» EXERCISE TEXT
Yuan Hua-Jing, Xue Yi-Tao, Liu Yang
College of Traditional Chinese Medicine, Shandong University of Traditional Chinese Medicine, Jinan, China.
Division of Cardiovascular Medicine, Affiliated Hospital of Shandong University of Traditional Chinese Medicine, Jinan, China.
Cardiovasc Diagn Ther. 2022 Oct;12(5):681-692. doi: 10.21037/cdt-22-214.
Heart failure (HF) is a global public health problem with high morbidity, readmission, and mortality rates. The central mediators of cardiomyocyte survival and death are mitochondria. Mitochondria are a key therapeutic target for HF and are closely involved in the pathophysiological process of HF. A recent study proposes that cuproptosis, a novel cell death mechanism, is closely related to mitochondrial respiration. Therefore, this study aims to explore the link between cuproptosis and HF, and to find novel therapeutic targets and treatments for HF.
A literature search (up to April 2022) was conducted through PubMed database, and the search range was limited to publications in English. After further literature search and screening, we found that we are currently the first study to explore the association between HF and cuproptosis.
Research has found that mitochondria are a key therapeutic target in HF and are involved in the pathophysiological processes of energy metabolism, oxidative stress, calcium regulation, and cell death in HF. The micronutrient copper is involved in regulating mitochondrial biological processes, and high serum copper levels are significantly associated with HF. Copper overload affects mitochondrial function and exacerbates the development of HF. And cuproptosis induced by copper overload targeting lipoylated tricarboxylic acid cycle proteins, is closely related to mitochondrial respiration. Copper chelators not only treat HF but also partially rescue copper-mediated cell death. Copper binding to lipoylated components may be the reason for the hyperacetylation of mitochondrial proteins in HF. Ferredoxin 1 () may be an upstream regulator of protein lipoylation and is closely related to cuproptosis.

» THE DATA

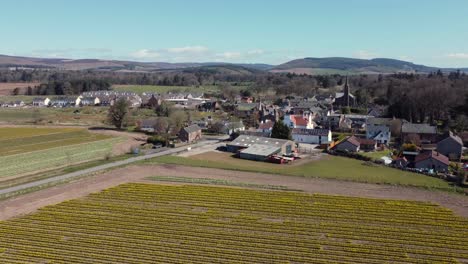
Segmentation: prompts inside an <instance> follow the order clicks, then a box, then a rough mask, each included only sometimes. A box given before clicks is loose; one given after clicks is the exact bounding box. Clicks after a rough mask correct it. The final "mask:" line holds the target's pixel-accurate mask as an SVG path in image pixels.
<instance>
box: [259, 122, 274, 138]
mask: <svg viewBox="0 0 468 264" xmlns="http://www.w3.org/2000/svg"><path fill="white" fill-rule="evenodd" d="M274 125H275V122H272V121H266V122H263V123H260V125H258V128H257V131H258V132H261V133H263V135H268V136H271V131H273V126H274Z"/></svg>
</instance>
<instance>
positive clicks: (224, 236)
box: [0, 183, 468, 264]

» WHAT THIS EXERCISE ASKS
1) In the heart failure abstract, write out the passage that begins at the words "Division of Cardiovascular" and stops after "Oct;12(5):681-692. doi: 10.21037/cdt-22-214.".
2) List the processes in heart failure that the heart failure abstract says mitochondria are involved in.
The records don't matter for this work.

» RESULTS OF THE EXERCISE
1)
Division of Cardiovascular Medicine, Affiliated Hospital of Shandong University of Traditional Chinese Medicine, Jinan, China.
Cardiovasc Diagn Ther. 2022 Oct;12(5):681-692. doi: 10.21037/cdt-22-214.

2)
- Energy metabolism
- Oxidative stress
- Calcium regulation
- Cell death